## WRITTEN EXERCISE
Pull out every line of the records below that contains the string "hand". Case matters, so copy only the lines where it appears with that exact capitalization.

## STORED ROWS

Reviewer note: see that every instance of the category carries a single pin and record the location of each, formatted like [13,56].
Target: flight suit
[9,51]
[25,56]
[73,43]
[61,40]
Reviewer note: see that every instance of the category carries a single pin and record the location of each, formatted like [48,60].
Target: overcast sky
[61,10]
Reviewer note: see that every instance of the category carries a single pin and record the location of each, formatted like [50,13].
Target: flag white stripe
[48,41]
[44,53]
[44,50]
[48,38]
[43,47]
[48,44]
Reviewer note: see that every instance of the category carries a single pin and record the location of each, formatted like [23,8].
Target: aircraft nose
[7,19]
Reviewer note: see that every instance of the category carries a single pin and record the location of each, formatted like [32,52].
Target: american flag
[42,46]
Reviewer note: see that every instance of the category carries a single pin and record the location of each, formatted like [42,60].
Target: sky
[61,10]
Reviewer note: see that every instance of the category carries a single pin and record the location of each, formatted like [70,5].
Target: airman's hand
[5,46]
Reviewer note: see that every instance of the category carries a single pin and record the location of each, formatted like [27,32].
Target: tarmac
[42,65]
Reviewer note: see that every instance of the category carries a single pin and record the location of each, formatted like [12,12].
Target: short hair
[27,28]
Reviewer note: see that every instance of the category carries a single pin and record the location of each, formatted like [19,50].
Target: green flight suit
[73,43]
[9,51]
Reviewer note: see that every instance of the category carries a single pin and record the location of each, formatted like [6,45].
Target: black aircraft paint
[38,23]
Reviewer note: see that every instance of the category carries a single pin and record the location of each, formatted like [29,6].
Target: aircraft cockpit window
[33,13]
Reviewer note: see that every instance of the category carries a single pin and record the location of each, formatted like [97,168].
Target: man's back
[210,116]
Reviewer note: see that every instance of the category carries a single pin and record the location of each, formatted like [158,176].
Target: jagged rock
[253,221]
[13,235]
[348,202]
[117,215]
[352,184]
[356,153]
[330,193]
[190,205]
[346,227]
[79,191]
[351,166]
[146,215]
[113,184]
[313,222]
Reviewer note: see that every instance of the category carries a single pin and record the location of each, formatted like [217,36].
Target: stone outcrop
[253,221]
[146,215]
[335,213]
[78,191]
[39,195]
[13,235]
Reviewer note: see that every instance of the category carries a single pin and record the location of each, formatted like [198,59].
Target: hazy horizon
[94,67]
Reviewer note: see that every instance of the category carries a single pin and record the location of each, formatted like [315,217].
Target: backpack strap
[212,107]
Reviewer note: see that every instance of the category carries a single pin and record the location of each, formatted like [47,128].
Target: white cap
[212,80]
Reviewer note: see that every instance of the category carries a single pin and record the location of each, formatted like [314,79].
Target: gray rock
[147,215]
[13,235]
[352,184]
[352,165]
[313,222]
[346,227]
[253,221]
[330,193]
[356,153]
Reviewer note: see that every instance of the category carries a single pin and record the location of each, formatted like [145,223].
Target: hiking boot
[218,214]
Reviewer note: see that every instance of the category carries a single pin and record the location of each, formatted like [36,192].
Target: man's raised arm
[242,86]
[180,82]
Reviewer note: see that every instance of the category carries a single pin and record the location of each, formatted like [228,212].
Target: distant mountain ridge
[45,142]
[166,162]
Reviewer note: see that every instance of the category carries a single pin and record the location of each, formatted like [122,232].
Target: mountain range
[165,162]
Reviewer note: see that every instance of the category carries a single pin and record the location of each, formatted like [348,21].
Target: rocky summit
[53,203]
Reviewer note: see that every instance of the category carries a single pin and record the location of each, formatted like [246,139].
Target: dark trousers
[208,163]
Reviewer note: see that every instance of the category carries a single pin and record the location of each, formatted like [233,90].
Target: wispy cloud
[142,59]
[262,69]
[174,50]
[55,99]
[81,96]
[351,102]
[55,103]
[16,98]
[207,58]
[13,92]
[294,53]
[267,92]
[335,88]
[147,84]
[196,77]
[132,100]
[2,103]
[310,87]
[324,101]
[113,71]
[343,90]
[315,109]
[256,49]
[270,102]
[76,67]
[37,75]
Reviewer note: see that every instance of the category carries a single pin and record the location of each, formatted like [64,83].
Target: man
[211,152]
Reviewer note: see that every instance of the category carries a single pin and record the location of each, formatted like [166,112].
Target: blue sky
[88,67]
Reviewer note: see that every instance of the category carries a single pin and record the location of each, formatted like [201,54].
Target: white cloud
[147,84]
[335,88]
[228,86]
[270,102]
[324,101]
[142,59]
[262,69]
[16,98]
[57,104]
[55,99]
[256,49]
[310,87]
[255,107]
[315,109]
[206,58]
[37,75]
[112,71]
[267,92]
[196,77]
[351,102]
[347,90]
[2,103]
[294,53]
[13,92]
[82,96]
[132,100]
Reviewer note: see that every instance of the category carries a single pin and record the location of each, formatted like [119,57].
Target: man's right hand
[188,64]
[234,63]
* * *
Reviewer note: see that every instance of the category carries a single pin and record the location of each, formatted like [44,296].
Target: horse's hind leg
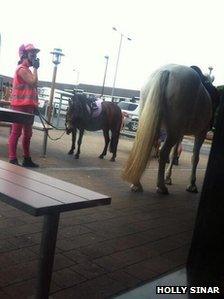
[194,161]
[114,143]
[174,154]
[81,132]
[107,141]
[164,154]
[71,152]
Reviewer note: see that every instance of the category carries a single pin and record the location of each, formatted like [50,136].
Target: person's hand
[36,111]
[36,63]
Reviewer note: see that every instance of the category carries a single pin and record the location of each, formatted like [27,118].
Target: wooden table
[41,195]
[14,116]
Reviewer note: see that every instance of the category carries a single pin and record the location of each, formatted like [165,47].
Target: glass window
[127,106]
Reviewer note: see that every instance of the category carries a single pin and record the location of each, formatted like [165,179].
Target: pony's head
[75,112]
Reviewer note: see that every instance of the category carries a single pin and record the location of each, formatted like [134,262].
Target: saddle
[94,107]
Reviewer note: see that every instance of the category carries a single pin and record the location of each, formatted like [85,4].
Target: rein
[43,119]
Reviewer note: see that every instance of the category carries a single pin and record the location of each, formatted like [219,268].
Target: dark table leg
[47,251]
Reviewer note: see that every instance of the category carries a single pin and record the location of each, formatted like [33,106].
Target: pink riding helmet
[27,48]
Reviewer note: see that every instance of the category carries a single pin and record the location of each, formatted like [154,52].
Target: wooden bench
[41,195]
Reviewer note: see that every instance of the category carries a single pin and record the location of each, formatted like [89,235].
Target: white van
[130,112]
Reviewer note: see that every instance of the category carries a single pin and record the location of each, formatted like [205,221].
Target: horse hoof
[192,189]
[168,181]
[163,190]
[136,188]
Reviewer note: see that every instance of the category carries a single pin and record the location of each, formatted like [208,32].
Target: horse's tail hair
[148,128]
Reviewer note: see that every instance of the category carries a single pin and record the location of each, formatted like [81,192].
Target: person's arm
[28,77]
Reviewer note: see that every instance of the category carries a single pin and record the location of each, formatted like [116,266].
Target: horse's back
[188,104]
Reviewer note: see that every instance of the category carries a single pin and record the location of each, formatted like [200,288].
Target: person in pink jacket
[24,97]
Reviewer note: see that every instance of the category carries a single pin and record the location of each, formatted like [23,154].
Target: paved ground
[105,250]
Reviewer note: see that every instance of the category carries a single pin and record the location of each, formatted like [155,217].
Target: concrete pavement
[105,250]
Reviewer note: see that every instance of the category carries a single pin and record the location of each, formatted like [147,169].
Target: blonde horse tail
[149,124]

## ANSWER FOR THE TASK
Target: airman's hand
Target: man's right hand
Target: person's hand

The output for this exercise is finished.